**TASK GOAL:** The data are to be restated in full, exactly as presented.

**PROVIDED ENTRIES:**

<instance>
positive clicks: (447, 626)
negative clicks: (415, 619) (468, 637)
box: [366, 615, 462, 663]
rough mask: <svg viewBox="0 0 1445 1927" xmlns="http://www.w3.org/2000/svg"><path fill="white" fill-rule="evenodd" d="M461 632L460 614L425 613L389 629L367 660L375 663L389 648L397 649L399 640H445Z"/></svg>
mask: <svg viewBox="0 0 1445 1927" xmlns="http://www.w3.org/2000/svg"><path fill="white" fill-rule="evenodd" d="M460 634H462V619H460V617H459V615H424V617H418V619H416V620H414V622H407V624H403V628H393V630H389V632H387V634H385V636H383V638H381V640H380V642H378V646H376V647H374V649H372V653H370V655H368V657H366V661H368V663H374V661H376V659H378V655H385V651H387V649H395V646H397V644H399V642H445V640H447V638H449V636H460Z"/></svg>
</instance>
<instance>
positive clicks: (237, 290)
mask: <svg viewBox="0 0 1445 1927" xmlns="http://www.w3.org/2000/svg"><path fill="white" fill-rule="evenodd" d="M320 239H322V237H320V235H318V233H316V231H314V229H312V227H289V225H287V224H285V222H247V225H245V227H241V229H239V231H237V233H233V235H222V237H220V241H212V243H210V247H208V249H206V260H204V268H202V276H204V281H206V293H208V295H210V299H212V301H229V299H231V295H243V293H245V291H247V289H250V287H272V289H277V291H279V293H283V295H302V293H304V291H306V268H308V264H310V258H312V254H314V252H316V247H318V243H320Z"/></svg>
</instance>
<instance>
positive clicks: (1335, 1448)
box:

**WRITTEN ANSWER:**
<instance>
positive clicks: (447, 626)
negative clicks: (415, 619) (468, 637)
box: [366, 615, 462, 663]
rough mask: <svg viewBox="0 0 1445 1927" xmlns="http://www.w3.org/2000/svg"><path fill="white" fill-rule="evenodd" d="M461 632L460 614L425 613L389 629L367 660L375 663L389 648L397 649L399 640H445Z"/></svg>
mask: <svg viewBox="0 0 1445 1927" xmlns="http://www.w3.org/2000/svg"><path fill="white" fill-rule="evenodd" d="M460 634H462V619H460V617H459V615H424V617H418V619H416V620H414V622H407V624H403V628H393V630H389V632H387V634H385V636H383V638H381V640H380V642H378V646H376V647H374V649H372V653H370V655H368V657H366V661H368V663H374V661H376V659H378V655H385V651H387V649H395V646H397V644H399V642H445V640H447V638H449V636H460Z"/></svg>
</instance>
<instance>
positive clicks: (237, 290)
mask: <svg viewBox="0 0 1445 1927" xmlns="http://www.w3.org/2000/svg"><path fill="white" fill-rule="evenodd" d="M320 239H322V237H320V235H318V233H316V231H314V229H312V227H289V225H287V224H285V222H247V225H245V227H241V229H239V231H237V233H233V235H222V237H220V241H212V243H210V247H208V249H206V260H204V268H202V276H204V281H206V293H208V295H210V299H212V301H229V299H231V295H243V293H245V291H247V289H250V287H272V289H277V291H279V293H283V295H302V293H304V291H306V268H308V264H310V258H312V254H314V252H316V247H318V243H320Z"/></svg>
</instance>
<instance>
positive clicks: (1335, 1448)
box:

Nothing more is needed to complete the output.